Given the records underneath, please repeat exactly the lines from the line with "Target: red court surface" through the line with "the football cleat.", passing over any picture.

_____

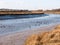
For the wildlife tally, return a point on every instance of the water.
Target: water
(26, 22)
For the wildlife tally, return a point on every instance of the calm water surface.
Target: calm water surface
(18, 23)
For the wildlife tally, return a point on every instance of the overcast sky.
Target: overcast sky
(30, 4)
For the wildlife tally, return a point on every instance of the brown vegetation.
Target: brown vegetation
(45, 38)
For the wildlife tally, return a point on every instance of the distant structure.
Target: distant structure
(19, 12)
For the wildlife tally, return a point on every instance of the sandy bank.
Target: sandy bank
(20, 37)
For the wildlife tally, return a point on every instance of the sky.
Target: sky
(30, 4)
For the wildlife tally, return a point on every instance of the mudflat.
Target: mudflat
(19, 38)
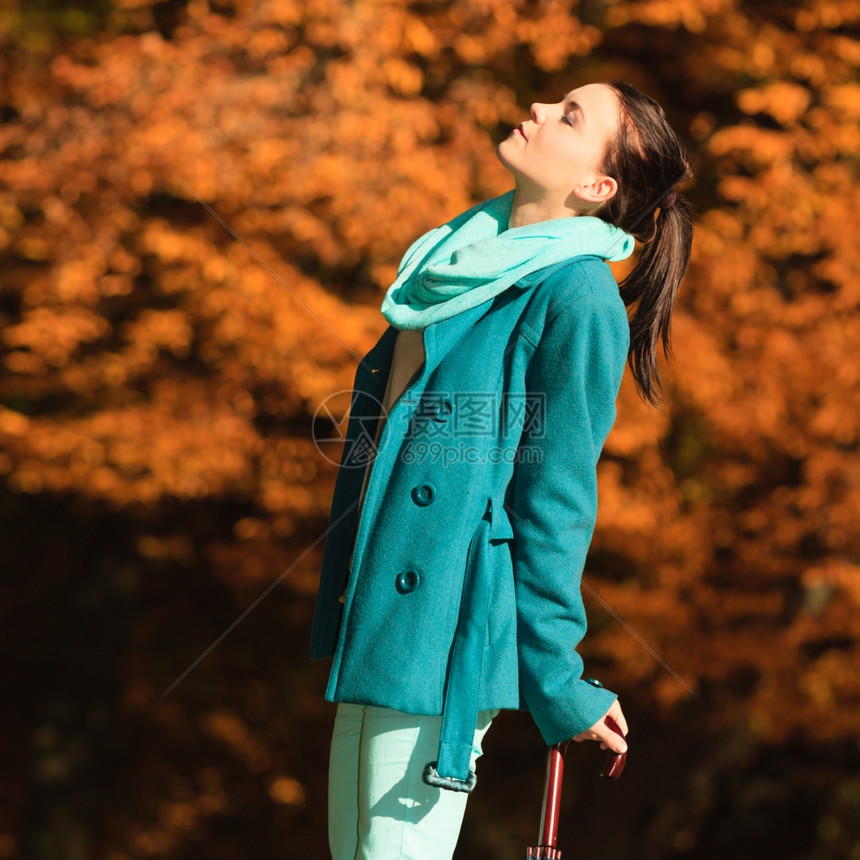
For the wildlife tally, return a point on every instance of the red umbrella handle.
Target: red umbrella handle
(613, 768)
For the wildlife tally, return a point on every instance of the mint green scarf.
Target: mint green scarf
(476, 256)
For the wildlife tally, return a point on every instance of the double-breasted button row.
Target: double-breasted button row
(423, 494)
(407, 581)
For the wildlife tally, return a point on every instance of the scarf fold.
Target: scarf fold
(475, 256)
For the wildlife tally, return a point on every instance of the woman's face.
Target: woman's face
(558, 152)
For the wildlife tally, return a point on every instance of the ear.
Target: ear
(597, 190)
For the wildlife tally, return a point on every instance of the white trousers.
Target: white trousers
(379, 807)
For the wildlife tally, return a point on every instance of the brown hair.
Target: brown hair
(647, 161)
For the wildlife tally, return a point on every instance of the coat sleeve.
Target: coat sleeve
(575, 373)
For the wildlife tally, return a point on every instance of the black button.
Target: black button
(423, 494)
(407, 581)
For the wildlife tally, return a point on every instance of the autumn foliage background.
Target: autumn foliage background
(201, 204)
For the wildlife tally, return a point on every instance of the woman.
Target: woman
(450, 578)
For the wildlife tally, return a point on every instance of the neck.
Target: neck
(526, 209)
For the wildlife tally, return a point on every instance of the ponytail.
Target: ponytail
(647, 161)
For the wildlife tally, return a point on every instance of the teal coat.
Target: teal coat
(479, 508)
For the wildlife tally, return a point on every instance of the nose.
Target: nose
(537, 112)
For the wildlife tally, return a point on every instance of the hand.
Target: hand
(600, 731)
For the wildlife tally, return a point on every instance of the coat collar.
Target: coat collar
(439, 339)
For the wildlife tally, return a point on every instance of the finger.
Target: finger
(611, 739)
(618, 715)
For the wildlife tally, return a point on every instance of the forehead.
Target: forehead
(599, 103)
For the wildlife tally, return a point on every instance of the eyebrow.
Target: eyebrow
(576, 106)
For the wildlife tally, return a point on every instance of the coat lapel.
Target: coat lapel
(439, 339)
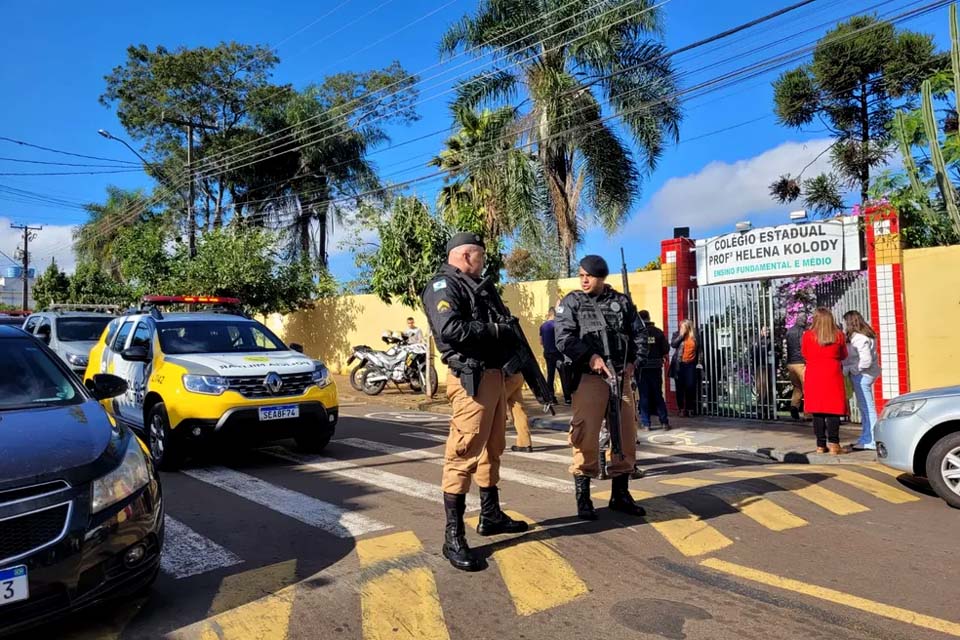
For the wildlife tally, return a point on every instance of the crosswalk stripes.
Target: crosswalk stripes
(682, 528)
(398, 602)
(187, 553)
(306, 509)
(757, 508)
(512, 475)
(536, 575)
(829, 500)
(374, 477)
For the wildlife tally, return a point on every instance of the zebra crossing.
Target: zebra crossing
(394, 573)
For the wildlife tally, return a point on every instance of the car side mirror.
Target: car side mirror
(106, 385)
(135, 353)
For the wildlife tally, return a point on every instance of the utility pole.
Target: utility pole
(27, 236)
(191, 217)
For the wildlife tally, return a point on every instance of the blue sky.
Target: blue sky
(56, 54)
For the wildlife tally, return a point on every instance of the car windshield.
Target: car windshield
(217, 337)
(29, 377)
(81, 329)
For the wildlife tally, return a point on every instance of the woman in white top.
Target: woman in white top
(863, 368)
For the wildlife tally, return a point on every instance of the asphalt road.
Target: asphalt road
(274, 544)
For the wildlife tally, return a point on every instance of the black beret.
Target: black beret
(463, 238)
(595, 266)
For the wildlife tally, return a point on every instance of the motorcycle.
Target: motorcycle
(402, 363)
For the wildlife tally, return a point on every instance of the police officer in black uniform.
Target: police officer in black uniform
(475, 343)
(582, 318)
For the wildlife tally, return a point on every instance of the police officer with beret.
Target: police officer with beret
(474, 347)
(582, 316)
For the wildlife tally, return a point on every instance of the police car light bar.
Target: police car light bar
(190, 300)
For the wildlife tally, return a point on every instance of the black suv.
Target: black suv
(81, 518)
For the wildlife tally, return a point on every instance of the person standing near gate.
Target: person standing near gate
(552, 356)
(475, 348)
(824, 348)
(796, 366)
(650, 378)
(683, 366)
(590, 322)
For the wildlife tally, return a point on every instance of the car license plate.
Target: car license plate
(282, 412)
(13, 585)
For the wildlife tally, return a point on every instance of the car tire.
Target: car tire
(164, 449)
(356, 377)
(945, 456)
(313, 440)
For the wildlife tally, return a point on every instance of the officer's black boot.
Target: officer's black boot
(620, 498)
(584, 504)
(455, 547)
(492, 519)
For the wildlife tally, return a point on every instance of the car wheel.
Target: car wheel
(356, 377)
(943, 469)
(312, 439)
(164, 449)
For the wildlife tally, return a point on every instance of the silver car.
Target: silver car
(919, 433)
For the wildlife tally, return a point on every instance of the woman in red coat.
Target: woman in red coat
(824, 347)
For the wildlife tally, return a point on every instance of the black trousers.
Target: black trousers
(827, 428)
(554, 364)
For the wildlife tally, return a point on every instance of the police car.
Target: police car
(193, 376)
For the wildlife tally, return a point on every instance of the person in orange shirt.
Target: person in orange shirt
(683, 367)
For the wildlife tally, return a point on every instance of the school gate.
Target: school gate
(738, 286)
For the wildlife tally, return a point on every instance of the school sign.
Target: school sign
(775, 252)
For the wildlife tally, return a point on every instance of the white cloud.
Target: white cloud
(725, 192)
(53, 241)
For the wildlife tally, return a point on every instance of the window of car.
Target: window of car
(81, 329)
(217, 337)
(122, 334)
(30, 378)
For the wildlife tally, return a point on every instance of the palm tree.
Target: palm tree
(567, 62)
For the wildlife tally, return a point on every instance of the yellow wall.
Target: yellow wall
(931, 285)
(334, 326)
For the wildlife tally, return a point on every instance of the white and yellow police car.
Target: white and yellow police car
(196, 376)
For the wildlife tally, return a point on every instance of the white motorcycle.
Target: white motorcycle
(402, 363)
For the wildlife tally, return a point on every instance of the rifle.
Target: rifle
(523, 361)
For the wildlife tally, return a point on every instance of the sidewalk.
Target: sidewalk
(784, 440)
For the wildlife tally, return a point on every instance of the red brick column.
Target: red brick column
(678, 270)
(888, 316)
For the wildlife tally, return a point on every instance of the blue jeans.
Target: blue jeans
(863, 388)
(650, 384)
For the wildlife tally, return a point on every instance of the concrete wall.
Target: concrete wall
(334, 326)
(932, 301)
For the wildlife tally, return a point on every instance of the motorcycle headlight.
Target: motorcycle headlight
(77, 360)
(131, 476)
(210, 385)
(321, 375)
(901, 409)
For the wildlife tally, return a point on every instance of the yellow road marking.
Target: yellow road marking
(829, 500)
(388, 547)
(690, 535)
(401, 604)
(757, 508)
(873, 487)
(837, 597)
(536, 575)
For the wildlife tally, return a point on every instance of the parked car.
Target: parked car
(919, 433)
(81, 518)
(197, 376)
(70, 331)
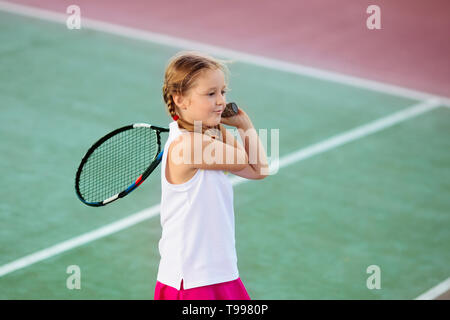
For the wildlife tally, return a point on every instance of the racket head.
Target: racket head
(118, 163)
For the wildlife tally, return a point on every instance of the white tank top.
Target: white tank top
(197, 219)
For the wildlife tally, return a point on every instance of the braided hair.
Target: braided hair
(181, 74)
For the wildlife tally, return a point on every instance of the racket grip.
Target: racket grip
(230, 110)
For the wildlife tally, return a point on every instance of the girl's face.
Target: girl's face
(206, 100)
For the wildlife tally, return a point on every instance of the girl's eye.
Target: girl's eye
(223, 92)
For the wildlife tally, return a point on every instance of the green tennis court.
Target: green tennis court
(308, 232)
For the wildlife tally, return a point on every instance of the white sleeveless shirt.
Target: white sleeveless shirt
(197, 219)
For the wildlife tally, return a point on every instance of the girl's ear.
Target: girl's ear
(178, 99)
(182, 102)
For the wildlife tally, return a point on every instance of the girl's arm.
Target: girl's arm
(257, 167)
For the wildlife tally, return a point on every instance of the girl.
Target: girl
(197, 246)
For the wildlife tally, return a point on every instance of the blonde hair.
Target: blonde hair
(181, 73)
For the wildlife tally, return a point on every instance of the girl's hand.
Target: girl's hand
(240, 120)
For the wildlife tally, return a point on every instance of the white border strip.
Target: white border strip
(230, 54)
(435, 292)
(287, 160)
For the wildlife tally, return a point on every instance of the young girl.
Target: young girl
(197, 246)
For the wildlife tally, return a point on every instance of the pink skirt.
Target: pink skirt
(231, 290)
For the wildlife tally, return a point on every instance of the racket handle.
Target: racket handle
(230, 110)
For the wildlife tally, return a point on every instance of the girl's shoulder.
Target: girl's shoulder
(178, 170)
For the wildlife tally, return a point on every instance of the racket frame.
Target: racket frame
(155, 162)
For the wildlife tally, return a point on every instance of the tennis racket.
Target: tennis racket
(120, 161)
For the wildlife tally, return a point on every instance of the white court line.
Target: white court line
(435, 292)
(220, 51)
(287, 160)
(191, 45)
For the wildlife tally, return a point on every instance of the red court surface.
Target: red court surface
(411, 50)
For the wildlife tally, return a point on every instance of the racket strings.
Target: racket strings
(117, 163)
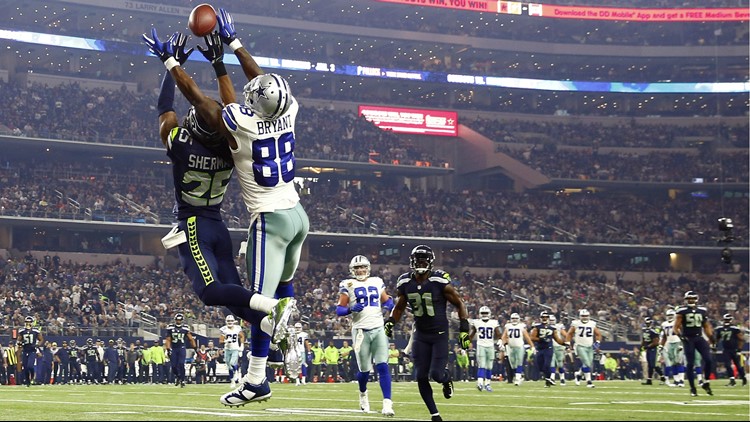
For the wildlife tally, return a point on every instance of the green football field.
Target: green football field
(610, 400)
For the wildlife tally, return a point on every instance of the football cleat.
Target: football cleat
(388, 408)
(364, 402)
(448, 389)
(247, 393)
(280, 315)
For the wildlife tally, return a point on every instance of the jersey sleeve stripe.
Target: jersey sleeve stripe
(229, 119)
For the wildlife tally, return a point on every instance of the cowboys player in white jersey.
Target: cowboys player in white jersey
(671, 349)
(233, 338)
(487, 332)
(558, 351)
(586, 336)
(513, 339)
(261, 138)
(365, 297)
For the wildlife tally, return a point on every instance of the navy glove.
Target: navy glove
(358, 307)
(178, 41)
(226, 29)
(389, 324)
(162, 50)
(214, 51)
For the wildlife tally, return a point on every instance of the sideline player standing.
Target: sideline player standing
(486, 330)
(690, 323)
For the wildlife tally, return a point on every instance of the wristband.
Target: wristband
(235, 44)
(220, 69)
(170, 63)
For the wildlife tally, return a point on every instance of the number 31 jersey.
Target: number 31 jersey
(367, 292)
(264, 157)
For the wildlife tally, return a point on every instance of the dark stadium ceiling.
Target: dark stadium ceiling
(64, 18)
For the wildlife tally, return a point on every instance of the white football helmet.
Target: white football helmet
(670, 315)
(359, 267)
(584, 315)
(268, 95)
(484, 313)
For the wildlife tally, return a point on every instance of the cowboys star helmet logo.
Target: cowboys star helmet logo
(261, 92)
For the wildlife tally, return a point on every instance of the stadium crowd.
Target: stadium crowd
(85, 190)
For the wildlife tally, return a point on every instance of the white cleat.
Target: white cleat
(388, 408)
(364, 402)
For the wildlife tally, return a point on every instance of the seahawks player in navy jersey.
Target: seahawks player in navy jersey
(543, 334)
(202, 166)
(427, 291)
(176, 336)
(690, 323)
(260, 135)
(732, 340)
(649, 343)
(30, 338)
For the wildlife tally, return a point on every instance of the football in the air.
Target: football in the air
(202, 20)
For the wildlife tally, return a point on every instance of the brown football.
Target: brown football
(202, 20)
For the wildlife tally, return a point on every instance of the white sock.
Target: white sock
(262, 303)
(256, 371)
(267, 324)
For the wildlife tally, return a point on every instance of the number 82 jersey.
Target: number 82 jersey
(369, 293)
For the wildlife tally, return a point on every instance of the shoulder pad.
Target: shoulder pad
(440, 276)
(403, 279)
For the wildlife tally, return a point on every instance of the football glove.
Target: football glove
(226, 30)
(389, 324)
(214, 51)
(162, 50)
(464, 340)
(178, 41)
(463, 335)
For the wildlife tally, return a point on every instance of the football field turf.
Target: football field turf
(610, 400)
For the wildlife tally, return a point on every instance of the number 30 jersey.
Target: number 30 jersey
(367, 292)
(485, 332)
(427, 301)
(264, 157)
(200, 175)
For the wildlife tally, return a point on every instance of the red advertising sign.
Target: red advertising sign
(410, 120)
(587, 12)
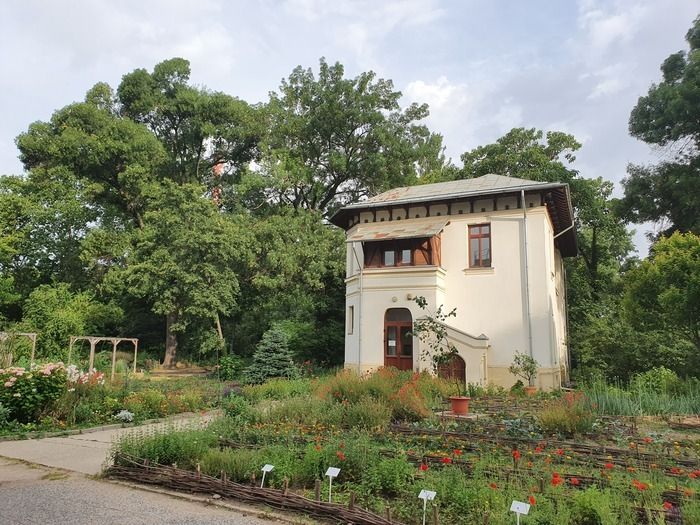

_____

▸ **Answer for this exercise**:
Target: red court surface
(411, 50)
For the wildlife tally, return a point on every instance of the racket strings.
Target: racket strings
(117, 163)
For the wildlife tally, return a point on every instance of the green football field.
Target: green football field
(610, 400)
For the wildlife tally, return a point on every instance of the football cleat.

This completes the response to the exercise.